*Requirement*. Would you please output the lines of the data below from the one containing "Where can you spot the chair slat" to the end, exactly and with nothing added?

Stored data entries:
# # # #
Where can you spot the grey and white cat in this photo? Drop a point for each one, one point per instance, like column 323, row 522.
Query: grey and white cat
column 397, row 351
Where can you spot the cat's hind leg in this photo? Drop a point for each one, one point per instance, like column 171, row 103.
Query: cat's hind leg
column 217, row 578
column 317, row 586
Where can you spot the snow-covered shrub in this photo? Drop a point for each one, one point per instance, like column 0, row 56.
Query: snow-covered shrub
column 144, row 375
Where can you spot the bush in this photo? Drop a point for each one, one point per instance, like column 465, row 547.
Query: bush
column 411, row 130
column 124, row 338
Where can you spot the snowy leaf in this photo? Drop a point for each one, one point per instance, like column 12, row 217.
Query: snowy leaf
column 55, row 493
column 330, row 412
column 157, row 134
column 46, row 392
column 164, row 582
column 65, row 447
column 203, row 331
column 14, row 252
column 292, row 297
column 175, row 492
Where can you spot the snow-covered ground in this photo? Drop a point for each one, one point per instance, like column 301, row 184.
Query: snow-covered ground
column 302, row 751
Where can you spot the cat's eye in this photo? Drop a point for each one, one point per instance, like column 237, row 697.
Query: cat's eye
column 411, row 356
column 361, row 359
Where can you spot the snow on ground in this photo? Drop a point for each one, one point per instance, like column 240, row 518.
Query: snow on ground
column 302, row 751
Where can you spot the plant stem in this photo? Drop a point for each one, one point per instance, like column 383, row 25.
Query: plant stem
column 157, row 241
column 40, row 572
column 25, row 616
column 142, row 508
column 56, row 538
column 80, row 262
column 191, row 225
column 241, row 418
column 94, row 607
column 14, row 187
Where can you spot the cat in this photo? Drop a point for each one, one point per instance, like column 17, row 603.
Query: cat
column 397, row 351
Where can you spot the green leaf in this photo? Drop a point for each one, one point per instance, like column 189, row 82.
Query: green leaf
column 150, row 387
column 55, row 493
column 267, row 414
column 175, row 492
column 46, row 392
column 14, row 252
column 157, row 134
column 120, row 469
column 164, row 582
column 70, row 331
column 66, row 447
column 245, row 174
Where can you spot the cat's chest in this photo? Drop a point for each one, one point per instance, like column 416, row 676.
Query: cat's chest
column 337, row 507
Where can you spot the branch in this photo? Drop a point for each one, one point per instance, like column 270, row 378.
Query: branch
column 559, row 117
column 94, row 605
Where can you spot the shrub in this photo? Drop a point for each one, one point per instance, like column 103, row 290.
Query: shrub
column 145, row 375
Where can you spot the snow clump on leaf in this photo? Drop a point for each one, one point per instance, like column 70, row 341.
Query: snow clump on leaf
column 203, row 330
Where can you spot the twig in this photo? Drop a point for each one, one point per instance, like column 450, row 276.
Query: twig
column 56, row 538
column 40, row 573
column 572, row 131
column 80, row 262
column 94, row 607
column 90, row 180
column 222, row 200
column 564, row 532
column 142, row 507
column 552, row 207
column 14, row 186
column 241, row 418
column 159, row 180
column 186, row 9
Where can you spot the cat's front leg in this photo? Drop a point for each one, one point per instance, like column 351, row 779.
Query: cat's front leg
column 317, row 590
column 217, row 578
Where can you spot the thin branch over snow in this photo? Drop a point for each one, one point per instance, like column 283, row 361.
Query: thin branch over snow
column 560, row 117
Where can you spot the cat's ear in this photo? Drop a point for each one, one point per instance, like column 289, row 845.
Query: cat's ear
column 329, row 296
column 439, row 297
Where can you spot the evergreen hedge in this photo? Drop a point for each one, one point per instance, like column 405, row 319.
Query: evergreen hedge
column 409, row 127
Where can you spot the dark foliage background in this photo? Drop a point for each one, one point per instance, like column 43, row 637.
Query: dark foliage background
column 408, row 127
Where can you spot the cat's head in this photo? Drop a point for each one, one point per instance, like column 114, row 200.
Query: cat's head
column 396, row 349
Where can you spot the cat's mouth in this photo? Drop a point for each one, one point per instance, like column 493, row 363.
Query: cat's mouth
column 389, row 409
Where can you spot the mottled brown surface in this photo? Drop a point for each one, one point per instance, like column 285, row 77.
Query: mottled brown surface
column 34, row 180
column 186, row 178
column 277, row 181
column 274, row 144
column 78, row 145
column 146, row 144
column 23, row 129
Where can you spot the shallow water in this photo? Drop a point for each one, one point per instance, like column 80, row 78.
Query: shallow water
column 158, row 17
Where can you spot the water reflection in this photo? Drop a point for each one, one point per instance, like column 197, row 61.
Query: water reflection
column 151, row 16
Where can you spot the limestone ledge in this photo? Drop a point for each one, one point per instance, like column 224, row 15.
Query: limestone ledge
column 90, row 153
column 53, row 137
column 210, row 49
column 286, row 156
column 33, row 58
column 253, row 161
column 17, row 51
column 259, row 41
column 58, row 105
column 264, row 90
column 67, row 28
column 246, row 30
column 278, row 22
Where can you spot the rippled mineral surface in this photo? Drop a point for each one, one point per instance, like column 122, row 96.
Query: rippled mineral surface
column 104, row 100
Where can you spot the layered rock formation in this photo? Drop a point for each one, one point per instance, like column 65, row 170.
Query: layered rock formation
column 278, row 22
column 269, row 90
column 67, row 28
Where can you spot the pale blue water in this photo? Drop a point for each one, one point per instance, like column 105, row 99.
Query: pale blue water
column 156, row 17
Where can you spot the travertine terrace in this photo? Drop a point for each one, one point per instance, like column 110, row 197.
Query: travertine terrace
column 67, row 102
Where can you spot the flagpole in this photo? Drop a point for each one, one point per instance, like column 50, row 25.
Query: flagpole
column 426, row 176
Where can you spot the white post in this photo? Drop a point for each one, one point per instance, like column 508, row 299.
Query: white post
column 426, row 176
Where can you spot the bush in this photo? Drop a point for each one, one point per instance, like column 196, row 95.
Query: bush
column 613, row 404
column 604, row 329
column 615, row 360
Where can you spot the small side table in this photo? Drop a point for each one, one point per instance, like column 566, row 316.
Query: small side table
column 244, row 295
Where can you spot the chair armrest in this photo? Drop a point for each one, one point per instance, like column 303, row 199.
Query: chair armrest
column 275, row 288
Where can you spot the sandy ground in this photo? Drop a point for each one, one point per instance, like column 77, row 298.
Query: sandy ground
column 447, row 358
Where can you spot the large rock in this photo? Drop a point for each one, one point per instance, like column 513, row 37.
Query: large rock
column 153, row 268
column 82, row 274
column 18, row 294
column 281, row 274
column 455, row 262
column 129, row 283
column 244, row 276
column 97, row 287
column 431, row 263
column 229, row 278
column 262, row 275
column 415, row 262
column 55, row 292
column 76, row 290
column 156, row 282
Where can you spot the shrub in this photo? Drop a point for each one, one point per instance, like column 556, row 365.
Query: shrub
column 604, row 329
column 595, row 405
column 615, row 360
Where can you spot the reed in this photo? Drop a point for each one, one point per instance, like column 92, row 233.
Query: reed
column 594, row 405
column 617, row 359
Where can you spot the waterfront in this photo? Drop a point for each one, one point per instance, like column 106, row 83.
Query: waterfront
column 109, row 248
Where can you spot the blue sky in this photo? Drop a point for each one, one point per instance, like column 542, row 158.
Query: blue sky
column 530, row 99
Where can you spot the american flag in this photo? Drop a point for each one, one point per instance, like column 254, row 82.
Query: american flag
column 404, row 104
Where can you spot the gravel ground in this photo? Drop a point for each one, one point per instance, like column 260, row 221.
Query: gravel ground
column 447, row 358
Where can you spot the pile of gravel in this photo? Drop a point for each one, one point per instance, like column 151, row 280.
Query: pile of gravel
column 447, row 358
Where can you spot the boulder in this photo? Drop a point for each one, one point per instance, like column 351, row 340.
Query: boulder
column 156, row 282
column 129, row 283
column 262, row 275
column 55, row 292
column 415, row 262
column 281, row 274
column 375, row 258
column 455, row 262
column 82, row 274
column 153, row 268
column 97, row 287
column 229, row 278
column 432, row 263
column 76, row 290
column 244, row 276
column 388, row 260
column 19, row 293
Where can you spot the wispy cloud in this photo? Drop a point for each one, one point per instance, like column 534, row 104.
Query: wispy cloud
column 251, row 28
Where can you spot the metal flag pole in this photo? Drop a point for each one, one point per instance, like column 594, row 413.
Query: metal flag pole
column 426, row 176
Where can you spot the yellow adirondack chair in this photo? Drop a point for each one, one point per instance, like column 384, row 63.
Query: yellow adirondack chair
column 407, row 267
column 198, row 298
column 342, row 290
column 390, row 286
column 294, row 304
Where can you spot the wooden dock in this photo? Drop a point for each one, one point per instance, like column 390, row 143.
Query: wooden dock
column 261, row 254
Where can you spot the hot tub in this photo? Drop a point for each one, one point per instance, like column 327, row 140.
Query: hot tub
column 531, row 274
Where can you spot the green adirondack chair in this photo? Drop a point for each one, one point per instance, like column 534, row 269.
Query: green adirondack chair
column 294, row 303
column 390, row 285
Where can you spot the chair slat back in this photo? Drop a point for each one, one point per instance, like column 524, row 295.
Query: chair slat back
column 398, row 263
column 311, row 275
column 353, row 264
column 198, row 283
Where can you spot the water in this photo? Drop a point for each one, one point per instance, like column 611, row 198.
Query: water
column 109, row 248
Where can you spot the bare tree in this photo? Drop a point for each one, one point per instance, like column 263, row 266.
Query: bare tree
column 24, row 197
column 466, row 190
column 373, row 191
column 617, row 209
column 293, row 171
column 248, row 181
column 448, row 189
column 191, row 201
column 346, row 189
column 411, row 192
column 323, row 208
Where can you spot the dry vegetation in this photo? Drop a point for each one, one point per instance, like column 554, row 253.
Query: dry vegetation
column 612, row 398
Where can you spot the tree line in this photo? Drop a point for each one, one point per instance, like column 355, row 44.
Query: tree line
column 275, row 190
# # # #
*The answer*.
Where can you spot the chair slat back in this photo? Drop a point for each one, one point per instance, like column 524, row 295.
Query: chair slat back
column 398, row 263
column 311, row 275
column 353, row 264
column 198, row 283
Where can you spot the water in this photo? Drop a point for each one, one point per instance, like column 611, row 198.
Query: water
column 109, row 248
Where can you spot the bare tree in this photo? Drop a point for each one, one point per instance, like column 263, row 266.
Query: bare tree
column 24, row 197
column 466, row 190
column 373, row 191
column 617, row 209
column 293, row 171
column 248, row 181
column 448, row 189
column 191, row 201
column 346, row 189
column 411, row 192
column 323, row 208
Where can you spot the dry vegetation in this photo? Drop a point for each one, one point per instance, like column 554, row 253.
Query: dry vegetation
column 612, row 398
Where can you spot the tree line in this photo? Drop a point for each one, one point per instance, like column 355, row 44.
Query: tree line
column 275, row 190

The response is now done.